▶ **Task**
Output every line of the entries from the line containing "For the evaluation, point out each instance of the pale frothy" through the last, exactly, with no other content.

▶ **Input records**
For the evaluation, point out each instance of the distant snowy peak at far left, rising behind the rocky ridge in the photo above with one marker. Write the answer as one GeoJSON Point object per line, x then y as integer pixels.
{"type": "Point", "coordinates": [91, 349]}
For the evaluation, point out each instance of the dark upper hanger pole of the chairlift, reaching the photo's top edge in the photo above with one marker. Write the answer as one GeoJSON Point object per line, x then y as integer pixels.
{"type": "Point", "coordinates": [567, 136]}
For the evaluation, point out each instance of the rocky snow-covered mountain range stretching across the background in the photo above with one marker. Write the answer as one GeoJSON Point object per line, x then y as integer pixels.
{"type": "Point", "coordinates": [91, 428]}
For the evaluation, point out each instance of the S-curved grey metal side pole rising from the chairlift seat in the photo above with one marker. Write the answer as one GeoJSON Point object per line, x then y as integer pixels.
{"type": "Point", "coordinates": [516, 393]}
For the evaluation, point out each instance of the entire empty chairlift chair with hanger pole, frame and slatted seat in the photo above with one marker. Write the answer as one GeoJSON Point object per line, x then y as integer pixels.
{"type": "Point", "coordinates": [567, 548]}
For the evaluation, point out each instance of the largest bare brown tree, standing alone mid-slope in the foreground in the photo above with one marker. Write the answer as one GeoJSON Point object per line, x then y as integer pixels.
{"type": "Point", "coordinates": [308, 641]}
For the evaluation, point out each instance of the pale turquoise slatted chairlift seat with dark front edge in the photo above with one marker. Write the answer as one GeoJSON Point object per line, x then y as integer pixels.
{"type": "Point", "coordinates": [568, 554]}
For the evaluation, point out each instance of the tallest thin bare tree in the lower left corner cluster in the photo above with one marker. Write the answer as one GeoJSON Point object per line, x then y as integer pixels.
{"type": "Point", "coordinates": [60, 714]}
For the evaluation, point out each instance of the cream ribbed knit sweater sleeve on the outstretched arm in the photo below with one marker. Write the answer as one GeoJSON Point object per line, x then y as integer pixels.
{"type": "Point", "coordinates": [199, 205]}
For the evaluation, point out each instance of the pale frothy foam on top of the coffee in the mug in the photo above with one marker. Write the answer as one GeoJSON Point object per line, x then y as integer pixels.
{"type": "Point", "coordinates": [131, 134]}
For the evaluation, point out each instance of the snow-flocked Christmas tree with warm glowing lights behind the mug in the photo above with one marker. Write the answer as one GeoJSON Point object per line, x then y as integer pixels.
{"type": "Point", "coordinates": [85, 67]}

▶ **Problem solution**
For the evaluation, point out each instance of the pale frothy foam on top of the coffee in the mug in the photo above with one marker. Write the answer as one GeoJSON Point object per line, x then y as integer pixels.
{"type": "Point", "coordinates": [131, 134]}
For the evaluation, point out each instance of the snow-flocked Christmas tree with warm glowing lights behind the mug in the photo above with one marker. Write the answer as one GeoJSON Point object per line, x then y as integer pixels.
{"type": "Point", "coordinates": [85, 67]}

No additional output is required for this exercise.